> [LISTA DE TAREAS]
a) ¿Con qué copla empieza el texto sobre abril?
b) Prolonga, por favor, el texto sobre abril a partir de su última oración.

> [FRAGMENTO DE PÁGINA]

•••••

«Tres jueves hay en el año que relucen más que el sol». Empezamos cantando así, inaugurando un Abril con copla de día engalanado. Lo entonamos cara al astro glosado, que nos responde luciendo las salas de palacio con brillos dorados, cubiertos de manchas ocres de bochorno pandémico. Comienza una jornada a la par santa y victoriosa. Santidad que es casual, porque es cosa de lunas, aunque la Victoria la lleva bien colgada en el calendario como vitola permanente que no se la quita nadie. Si bien, ambos acontecimientos que deberían ser motivo de orgullo, se ocultan por un mundo que prefiere despistar, acomplejado con sus titulares alquilados.
Abril se nos descubre así: reaccionario de medallas, cirios y memoria; custodio de secreto a voces que nadie le interesa escuchar. Lucha el mes en calma sorda de tiempo, contra un mundo que prefiere mostrar sus agónicas olas de enfermedades y desgracias, como un anciano quejumbroso que no acaba de morir, dando la coña con sus achaques.

•••••

> [DATOS PROPORCIONADOS]
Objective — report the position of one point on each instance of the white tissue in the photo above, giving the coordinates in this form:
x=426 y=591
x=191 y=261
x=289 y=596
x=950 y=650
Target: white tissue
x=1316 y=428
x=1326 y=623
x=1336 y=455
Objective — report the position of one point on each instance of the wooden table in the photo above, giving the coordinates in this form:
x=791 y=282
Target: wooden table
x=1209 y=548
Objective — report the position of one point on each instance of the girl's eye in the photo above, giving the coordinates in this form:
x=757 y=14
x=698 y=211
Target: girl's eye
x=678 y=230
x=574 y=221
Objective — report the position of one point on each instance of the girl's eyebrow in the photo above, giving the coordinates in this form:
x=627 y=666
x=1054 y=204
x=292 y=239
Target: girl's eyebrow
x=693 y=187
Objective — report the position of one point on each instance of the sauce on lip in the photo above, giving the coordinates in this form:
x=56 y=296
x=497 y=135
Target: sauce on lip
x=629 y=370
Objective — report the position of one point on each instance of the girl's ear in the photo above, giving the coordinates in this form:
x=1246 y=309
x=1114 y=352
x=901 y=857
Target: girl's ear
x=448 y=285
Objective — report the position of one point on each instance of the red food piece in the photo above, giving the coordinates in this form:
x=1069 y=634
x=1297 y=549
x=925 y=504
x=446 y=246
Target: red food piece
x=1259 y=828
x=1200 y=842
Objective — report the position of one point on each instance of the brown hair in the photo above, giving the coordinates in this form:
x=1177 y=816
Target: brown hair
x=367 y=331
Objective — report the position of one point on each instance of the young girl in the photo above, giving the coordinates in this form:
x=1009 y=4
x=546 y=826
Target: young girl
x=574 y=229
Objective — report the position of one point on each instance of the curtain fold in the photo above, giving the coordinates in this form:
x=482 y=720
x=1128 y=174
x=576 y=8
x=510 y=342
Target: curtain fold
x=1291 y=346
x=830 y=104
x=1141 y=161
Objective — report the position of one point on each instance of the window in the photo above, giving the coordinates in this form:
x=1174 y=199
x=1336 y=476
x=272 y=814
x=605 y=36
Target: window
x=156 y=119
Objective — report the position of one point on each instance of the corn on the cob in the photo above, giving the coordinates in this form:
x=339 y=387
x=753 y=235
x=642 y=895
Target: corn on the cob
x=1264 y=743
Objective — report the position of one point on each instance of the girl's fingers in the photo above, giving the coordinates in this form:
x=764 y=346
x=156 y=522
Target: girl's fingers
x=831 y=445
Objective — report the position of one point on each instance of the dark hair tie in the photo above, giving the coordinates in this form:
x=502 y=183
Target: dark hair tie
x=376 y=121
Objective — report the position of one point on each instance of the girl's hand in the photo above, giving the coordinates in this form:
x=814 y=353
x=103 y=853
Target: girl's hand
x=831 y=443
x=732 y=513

•••••

> [RESPUESTAS POR TAREA]
a) «Tres jueves hay en el año que relucen más que el sol».

b)
Pero hoy, a pesar de la murga repetitiva, no podemos negar que, según santorales y almanaques, nos hemos encontrado en un día mayúsculo en que se juntan grandes fechas con inflación de gloria. Las memorias modernas no lo saben, y no nos deben de preocupar estas generaciones subvertidas con fecha de caducidad; pues el espíritu que recorre la tierra, su Verbo, seguirá esperando calar en el corazón puntual de aquel que sepa poner oídos a la música que truena más allá del cosmos.